↓

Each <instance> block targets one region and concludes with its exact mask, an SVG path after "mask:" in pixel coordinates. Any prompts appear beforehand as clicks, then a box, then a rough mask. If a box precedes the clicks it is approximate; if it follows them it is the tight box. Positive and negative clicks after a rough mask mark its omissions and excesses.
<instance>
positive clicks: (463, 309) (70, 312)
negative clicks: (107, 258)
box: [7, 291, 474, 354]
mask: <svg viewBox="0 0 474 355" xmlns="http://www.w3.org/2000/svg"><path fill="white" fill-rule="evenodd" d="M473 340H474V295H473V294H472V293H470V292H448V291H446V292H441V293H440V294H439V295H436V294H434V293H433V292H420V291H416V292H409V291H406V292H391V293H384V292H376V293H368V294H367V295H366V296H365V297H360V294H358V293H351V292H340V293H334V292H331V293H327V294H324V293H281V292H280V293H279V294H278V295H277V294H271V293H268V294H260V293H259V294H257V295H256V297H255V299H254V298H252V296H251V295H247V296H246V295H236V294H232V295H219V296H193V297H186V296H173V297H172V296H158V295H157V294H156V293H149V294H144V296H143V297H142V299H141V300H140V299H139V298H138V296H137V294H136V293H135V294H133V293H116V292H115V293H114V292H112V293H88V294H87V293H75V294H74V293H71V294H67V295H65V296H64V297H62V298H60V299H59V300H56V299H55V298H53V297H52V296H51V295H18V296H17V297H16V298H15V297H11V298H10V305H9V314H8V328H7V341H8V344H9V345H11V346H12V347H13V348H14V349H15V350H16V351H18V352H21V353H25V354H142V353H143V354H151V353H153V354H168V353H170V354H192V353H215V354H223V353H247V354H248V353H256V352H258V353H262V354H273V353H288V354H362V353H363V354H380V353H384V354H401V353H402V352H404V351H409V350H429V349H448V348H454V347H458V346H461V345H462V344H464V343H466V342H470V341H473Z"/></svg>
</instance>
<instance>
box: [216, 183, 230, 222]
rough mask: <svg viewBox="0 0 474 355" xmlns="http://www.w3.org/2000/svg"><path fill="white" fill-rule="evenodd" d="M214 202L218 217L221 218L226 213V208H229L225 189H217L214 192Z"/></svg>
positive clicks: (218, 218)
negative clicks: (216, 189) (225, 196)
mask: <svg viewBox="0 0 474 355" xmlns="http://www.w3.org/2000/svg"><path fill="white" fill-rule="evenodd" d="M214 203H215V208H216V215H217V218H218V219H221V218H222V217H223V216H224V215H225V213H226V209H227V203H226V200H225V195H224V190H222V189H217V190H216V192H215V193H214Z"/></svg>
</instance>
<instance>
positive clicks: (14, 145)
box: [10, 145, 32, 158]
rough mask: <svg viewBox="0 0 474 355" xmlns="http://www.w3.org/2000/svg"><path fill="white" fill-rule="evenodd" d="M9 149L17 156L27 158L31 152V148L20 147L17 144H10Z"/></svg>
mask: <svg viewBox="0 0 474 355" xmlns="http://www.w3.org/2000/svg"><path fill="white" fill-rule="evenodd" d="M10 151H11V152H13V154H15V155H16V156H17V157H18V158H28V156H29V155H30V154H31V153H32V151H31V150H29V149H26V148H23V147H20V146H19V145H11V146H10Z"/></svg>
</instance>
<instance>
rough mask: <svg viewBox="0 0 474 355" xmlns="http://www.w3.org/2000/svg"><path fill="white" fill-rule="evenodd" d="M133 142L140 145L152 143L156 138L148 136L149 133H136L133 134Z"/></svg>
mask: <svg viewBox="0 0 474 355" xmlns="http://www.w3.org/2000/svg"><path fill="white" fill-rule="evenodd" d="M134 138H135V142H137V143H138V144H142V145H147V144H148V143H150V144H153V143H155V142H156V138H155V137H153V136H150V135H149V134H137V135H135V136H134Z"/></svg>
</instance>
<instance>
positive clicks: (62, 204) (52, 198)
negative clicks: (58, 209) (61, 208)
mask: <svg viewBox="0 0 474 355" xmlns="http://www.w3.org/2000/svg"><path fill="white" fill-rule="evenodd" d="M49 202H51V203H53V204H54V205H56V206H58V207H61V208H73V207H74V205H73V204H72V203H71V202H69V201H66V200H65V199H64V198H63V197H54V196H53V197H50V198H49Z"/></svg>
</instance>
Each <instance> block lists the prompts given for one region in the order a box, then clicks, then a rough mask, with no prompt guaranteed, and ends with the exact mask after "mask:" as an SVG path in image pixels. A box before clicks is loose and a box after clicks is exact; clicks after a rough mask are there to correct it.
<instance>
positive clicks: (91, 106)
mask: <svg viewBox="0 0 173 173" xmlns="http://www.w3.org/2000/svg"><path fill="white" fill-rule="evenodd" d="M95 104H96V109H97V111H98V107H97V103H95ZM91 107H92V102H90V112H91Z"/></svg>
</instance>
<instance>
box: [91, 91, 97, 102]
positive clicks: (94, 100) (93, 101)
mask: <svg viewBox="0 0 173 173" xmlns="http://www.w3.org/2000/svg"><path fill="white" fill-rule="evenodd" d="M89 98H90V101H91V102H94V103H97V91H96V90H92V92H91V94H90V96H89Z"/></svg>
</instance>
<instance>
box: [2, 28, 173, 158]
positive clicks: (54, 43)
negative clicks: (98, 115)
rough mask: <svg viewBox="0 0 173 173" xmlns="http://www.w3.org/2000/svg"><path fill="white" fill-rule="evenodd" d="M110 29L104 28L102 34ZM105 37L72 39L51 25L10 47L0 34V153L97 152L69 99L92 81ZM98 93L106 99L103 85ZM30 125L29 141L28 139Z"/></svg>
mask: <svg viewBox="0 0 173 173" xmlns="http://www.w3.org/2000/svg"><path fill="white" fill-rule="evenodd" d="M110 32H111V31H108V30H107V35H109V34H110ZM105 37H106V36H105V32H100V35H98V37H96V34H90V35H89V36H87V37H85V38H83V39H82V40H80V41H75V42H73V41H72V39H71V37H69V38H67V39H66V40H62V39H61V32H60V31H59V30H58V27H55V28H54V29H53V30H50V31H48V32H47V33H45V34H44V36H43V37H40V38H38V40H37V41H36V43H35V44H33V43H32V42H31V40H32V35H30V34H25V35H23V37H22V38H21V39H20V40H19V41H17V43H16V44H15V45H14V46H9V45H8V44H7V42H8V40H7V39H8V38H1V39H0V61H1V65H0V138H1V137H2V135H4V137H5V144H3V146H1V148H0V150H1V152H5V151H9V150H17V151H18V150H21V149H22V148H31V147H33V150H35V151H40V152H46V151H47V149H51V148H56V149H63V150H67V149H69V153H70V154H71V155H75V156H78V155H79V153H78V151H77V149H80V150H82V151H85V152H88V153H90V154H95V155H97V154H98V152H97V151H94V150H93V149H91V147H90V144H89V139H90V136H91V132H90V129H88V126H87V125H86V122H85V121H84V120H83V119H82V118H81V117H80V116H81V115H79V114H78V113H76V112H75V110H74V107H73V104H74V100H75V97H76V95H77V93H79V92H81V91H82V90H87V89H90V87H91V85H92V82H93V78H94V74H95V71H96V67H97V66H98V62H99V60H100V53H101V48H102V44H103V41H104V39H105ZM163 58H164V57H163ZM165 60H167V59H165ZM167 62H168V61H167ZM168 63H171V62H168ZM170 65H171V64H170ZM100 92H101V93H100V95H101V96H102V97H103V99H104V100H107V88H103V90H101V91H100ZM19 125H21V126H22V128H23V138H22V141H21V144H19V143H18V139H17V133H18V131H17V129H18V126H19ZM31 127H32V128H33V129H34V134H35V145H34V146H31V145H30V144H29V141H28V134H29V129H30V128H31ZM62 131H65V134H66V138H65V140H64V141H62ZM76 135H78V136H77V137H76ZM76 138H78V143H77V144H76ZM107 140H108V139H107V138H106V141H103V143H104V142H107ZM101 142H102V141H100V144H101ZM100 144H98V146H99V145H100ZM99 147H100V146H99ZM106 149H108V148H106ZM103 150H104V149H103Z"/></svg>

↑

▸ EXERCISE BRIEF
For the listing above, print only the lines starting at the line containing "positive clicks: (94, 100) (93, 101)" and ending at the line containing "negative clicks: (98, 115)", exactly, both included.

▸ REPLY
positive clicks: (94, 100) (93, 101)
mask: <svg viewBox="0 0 173 173" xmlns="http://www.w3.org/2000/svg"><path fill="white" fill-rule="evenodd" d="M89 98H90V101H91V102H94V103H97V91H96V90H92V92H91V94H90V96H89Z"/></svg>
</instance>
<instance>
box: [2, 28, 173, 158]
positive clicks: (54, 43)
negative clicks: (98, 115)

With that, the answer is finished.